§ **Extract provided**:
╔══
We'll show a density plot and a box plot.

In [164]:
fig, axs = plt.subplots(2, 1, sharex=True, figsize=(14,10))


Out[164]:
<matplotlib.axes._subplots.AxesSubplot at 0x7f763efb1f28>
In [165]:
df['EARNED_PREMIUM'].describe()

Out[165]:
count    10065.000000
mean        22.713096
std         17.228943
min          0.029860
25%         12.205191
50%         19.853687
75%         29.711534
max        589.804274
Name: EARNED_PREMIUM, dtype: float64

We have a lot of variability and it seems to be a wrong value at ~600, lets show the full record:

In [166]:
df.loc[df['EARNED_PREMIUM'] > 580, ['EARNED_PREMIUM', 'BRAND_TEXT', 'AGE_VEHICLE']]

Out[166]:
7779 589.804274 MAYBACH 9

It's a Maybach luxury german car, so this record is correct and we may keep it. Insurance cost is high, so profit obtained should be high too.
╚══
§ **Material shown**:
╔══
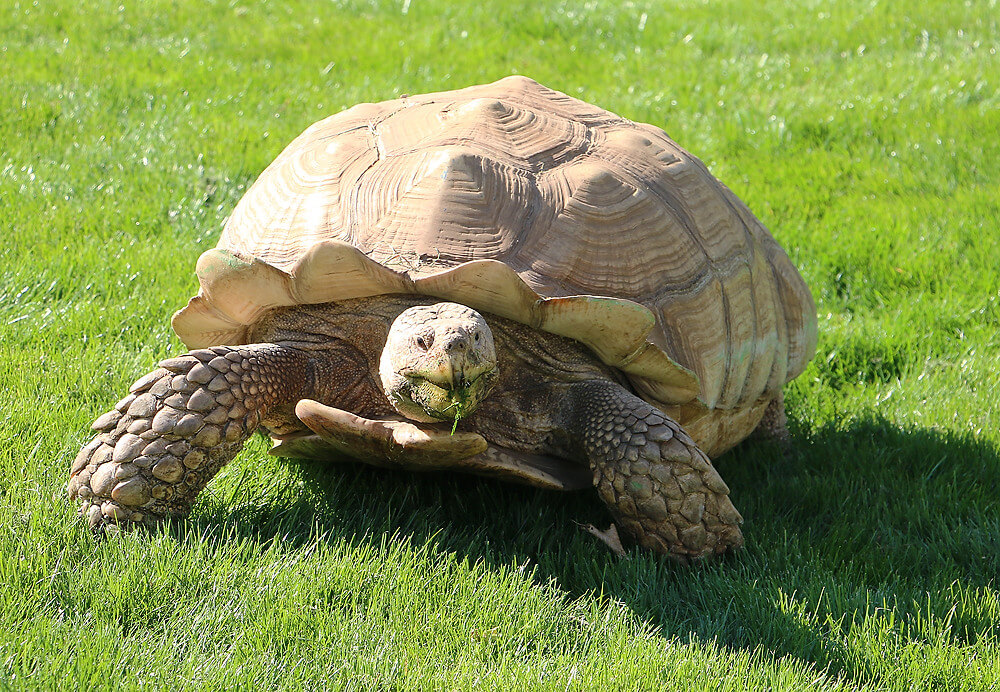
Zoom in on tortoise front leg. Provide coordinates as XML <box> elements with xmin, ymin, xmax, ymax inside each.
<box><xmin>566</xmin><ymin>382</ymin><xmax>743</xmax><ymax>558</ymax></box>
<box><xmin>67</xmin><ymin>344</ymin><xmax>311</xmax><ymax>529</ymax></box>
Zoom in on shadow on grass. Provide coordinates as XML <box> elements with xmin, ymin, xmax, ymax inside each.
<box><xmin>184</xmin><ymin>418</ymin><xmax>1000</xmax><ymax>683</ymax></box>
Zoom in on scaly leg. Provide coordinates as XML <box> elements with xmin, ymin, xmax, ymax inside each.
<box><xmin>566</xmin><ymin>382</ymin><xmax>743</xmax><ymax>558</ymax></box>
<box><xmin>67</xmin><ymin>344</ymin><xmax>312</xmax><ymax>529</ymax></box>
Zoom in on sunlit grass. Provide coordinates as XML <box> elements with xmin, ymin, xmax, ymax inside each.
<box><xmin>0</xmin><ymin>0</ymin><xmax>1000</xmax><ymax>690</ymax></box>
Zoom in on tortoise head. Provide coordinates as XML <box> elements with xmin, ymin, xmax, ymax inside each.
<box><xmin>379</xmin><ymin>303</ymin><xmax>499</xmax><ymax>423</ymax></box>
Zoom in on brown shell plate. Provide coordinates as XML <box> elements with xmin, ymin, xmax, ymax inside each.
<box><xmin>174</xmin><ymin>77</ymin><xmax>816</xmax><ymax>409</ymax></box>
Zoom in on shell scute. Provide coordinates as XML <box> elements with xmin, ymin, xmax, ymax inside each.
<box><xmin>174</xmin><ymin>76</ymin><xmax>816</xmax><ymax>410</ymax></box>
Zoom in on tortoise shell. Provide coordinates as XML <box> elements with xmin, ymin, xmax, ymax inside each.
<box><xmin>173</xmin><ymin>77</ymin><xmax>816</xmax><ymax>452</ymax></box>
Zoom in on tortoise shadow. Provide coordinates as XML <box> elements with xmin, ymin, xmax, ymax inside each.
<box><xmin>184</xmin><ymin>417</ymin><xmax>1000</xmax><ymax>683</ymax></box>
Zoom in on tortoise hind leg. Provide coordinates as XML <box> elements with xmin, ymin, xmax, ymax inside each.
<box><xmin>66</xmin><ymin>344</ymin><xmax>310</xmax><ymax>530</ymax></box>
<box><xmin>565</xmin><ymin>381</ymin><xmax>743</xmax><ymax>558</ymax></box>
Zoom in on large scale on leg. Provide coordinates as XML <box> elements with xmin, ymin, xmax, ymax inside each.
<box><xmin>62</xmin><ymin>77</ymin><xmax>816</xmax><ymax>557</ymax></box>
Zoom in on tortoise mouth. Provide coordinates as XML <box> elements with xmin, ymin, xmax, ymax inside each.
<box><xmin>386</xmin><ymin>368</ymin><xmax>498</xmax><ymax>422</ymax></box>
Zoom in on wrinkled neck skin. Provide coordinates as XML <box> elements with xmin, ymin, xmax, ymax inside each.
<box><xmin>248</xmin><ymin>295</ymin><xmax>625</xmax><ymax>438</ymax></box>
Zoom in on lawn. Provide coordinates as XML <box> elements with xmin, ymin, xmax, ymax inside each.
<box><xmin>0</xmin><ymin>0</ymin><xmax>1000</xmax><ymax>690</ymax></box>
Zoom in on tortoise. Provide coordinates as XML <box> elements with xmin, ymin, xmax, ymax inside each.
<box><xmin>68</xmin><ymin>76</ymin><xmax>816</xmax><ymax>560</ymax></box>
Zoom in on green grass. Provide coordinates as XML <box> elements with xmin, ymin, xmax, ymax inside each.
<box><xmin>0</xmin><ymin>0</ymin><xmax>1000</xmax><ymax>690</ymax></box>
╚══
§ **Complete the following**:
#1 In the earned-premium analysis, what brand is the vehicle in the record whose earned premium exceeds 580?
#2 Rewrite the listing starting with the line with "Zoom in on lawn." and going on through the end of the listing, replacing "Zoom in on" with "Find" and keeping everything else the same.

§ **Outputs**:
#1 Maybach

#2
Find lawn. Provide coordinates as XML <box> elements with xmin, ymin, xmax, ymax inside each.
<box><xmin>0</xmin><ymin>0</ymin><xmax>1000</xmax><ymax>690</ymax></box>
Find tortoise. Provide coordinates as XML <box> elements with xmin, ymin, xmax, ymax inside each.
<box><xmin>68</xmin><ymin>76</ymin><xmax>816</xmax><ymax>560</ymax></box>
Find green grass. Provide coordinates as XML <box> elements with xmin, ymin, xmax, ymax inside each.
<box><xmin>0</xmin><ymin>0</ymin><xmax>1000</xmax><ymax>690</ymax></box>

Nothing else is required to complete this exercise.